§ DATA FOR THE TASK
┄┄┄┄┄┄┄┄┄┄
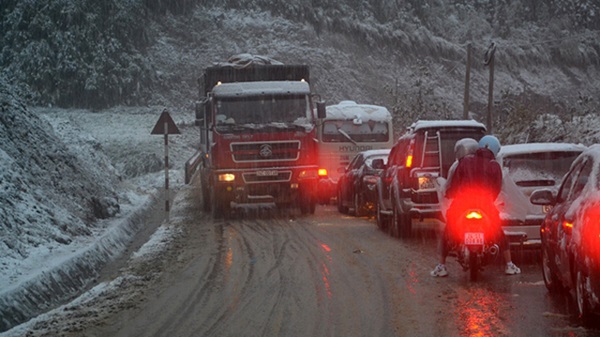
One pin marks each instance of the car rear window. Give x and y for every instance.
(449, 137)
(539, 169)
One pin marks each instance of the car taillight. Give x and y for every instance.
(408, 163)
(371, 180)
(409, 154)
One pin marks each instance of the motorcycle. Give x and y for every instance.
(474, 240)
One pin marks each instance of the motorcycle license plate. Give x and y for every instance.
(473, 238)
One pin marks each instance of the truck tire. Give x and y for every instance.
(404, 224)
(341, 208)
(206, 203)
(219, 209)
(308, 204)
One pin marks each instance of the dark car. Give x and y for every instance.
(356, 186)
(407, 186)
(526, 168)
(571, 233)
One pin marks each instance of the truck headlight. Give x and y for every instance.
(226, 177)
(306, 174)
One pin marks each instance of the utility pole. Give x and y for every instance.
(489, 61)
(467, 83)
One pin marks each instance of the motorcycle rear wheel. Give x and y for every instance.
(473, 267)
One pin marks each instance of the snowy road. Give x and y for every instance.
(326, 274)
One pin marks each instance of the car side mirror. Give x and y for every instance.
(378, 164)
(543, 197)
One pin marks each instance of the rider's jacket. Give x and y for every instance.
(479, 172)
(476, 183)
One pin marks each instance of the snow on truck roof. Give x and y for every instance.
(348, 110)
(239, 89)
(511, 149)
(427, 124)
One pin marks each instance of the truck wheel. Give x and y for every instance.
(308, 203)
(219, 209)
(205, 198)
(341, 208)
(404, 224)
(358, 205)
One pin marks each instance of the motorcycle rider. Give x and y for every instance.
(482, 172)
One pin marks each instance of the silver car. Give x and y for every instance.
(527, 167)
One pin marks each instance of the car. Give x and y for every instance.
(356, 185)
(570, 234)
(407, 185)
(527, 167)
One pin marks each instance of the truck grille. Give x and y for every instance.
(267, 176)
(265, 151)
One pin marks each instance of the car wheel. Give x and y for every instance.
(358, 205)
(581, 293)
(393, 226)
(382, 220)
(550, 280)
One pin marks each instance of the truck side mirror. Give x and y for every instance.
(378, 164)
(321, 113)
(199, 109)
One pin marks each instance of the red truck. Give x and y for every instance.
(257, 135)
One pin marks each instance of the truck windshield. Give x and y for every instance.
┄┄┄┄┄┄┄┄┄┄
§ REQUIREMENTS
Copy the material from the line with "One pin marks each instance of the car wheel." through the end of the material, keeping each request line unchanged and multiplying every coordinate in the answers by 0.85, rounded to whole numbers with halves rounded up.

§ SOLUTION TO THIS EXERCISE
One pin marks each instance of the car wheel. Give x and y for every instance.
(304, 174)
(494, 249)
(334, 192)
(325, 187)
(468, 238)
One pin marks each instance of the truck side mirror. Give x and y for every instance.
(321, 139)
(273, 96)
(169, 93)
One pin marks each instance of the red truck. Give x and y for every instance.
(218, 115)
One pin marks each instance of the truck windshield. Give x and y for every instance.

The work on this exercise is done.